Cuarenta años después, Gray Trousdale y Kirk Wise, bajo la producción de Walt Disney Pictures, recrean esa vieja historia de una forma bastante bella, en una cinta que trata de acercarse al alma de Quasimodo, más que a una descripción detallada de la gran Catedral parisina, que se propusiera el mismo Víctor Hugo.

Aquí los directores no hacen propiamente un filme para niños, al tocar temas duros como los del racismo, la sexualidad más apasionada que la del edulcorado romance, el fanatismo religioso de un eclesiástico, con una animación detallista, que requirió de un equipo de seiscientas personas y una recreación bastante artística de la arquitectura de la catedral, con música del neoyorquino Alan Menken, quien ya se había llevado varios óscares por sus trabajos musicales para Walt Disney, con coros en latín, en todo un canto romántico a la libertad, a la amistad y al amor, en una cinta que va más en la línea de La Bella y la Bestia, donde se valora más lo interno que lo externo.

Luego, en el mismo año se produciría Jim y el melocotón gigante, en una alianza entre Walt Disney Company y Tim Burton, bajo la dirección de Henry Selick, sobre el cuento homónimo de ese maestro de la literatura infantil contemporánea,  que  había sido Roald Dahl, muerto en 1990,  y realizada con la técnica de stop  motion, o sea animación con volumen, detenimiento de imágenes, uso de manivela y filmación foto por foto y cuadro por cuadro, mediante el movimiento de objetos rígidos o maleables.

(Extractos del conjunto de datos)
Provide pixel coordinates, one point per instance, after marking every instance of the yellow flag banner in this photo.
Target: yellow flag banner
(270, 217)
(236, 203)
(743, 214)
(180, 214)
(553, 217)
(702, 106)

_Consigna 1:_ Según el fragmento sobre las cintas de Disney, ¿qué procedimientos abarca la técnica de stop motion? Enumérelos todos.
_Consigna 2:_ Explique en una a tres oraciones por qué, según el fragmento sobre las cintas de Disney, Trousdale y Wise no hacen propiamente un filme para niños.
_Consigna 3:_ Resuma en dos oraciones el fragmento sobre las cintas de Disney.

_Respuesta escrita 1:_
- Animación con volumen
- Detenimiento de imágenes
- Uso de manivela
- Filmación foto por foto y cuadro por cuadro
- Movimiento de objetos rígidos o maleables

_Respuesta escrita 2:_ No lo hacen porque la cinta toca temas duros. Entre ellos están el racismo, una sexualidad más apasionada que la del romance edulcorado y el fanatismo religioso de un eclesiástico.

_Respuesta escrita 3:_ Gray Trousdale y Kirk Wise, con producción de Walt Disney Pictures, recrean la historia de Quasimodo en una cinta que no es propiamente para niños, con animación detallista y música de Alan Menken. Ese mismo año se produjo Jim y el melocotón gigante, dirigida por Henry Selick sobre el cuento de Roald Dahl y realizada con la técnica de stop motion.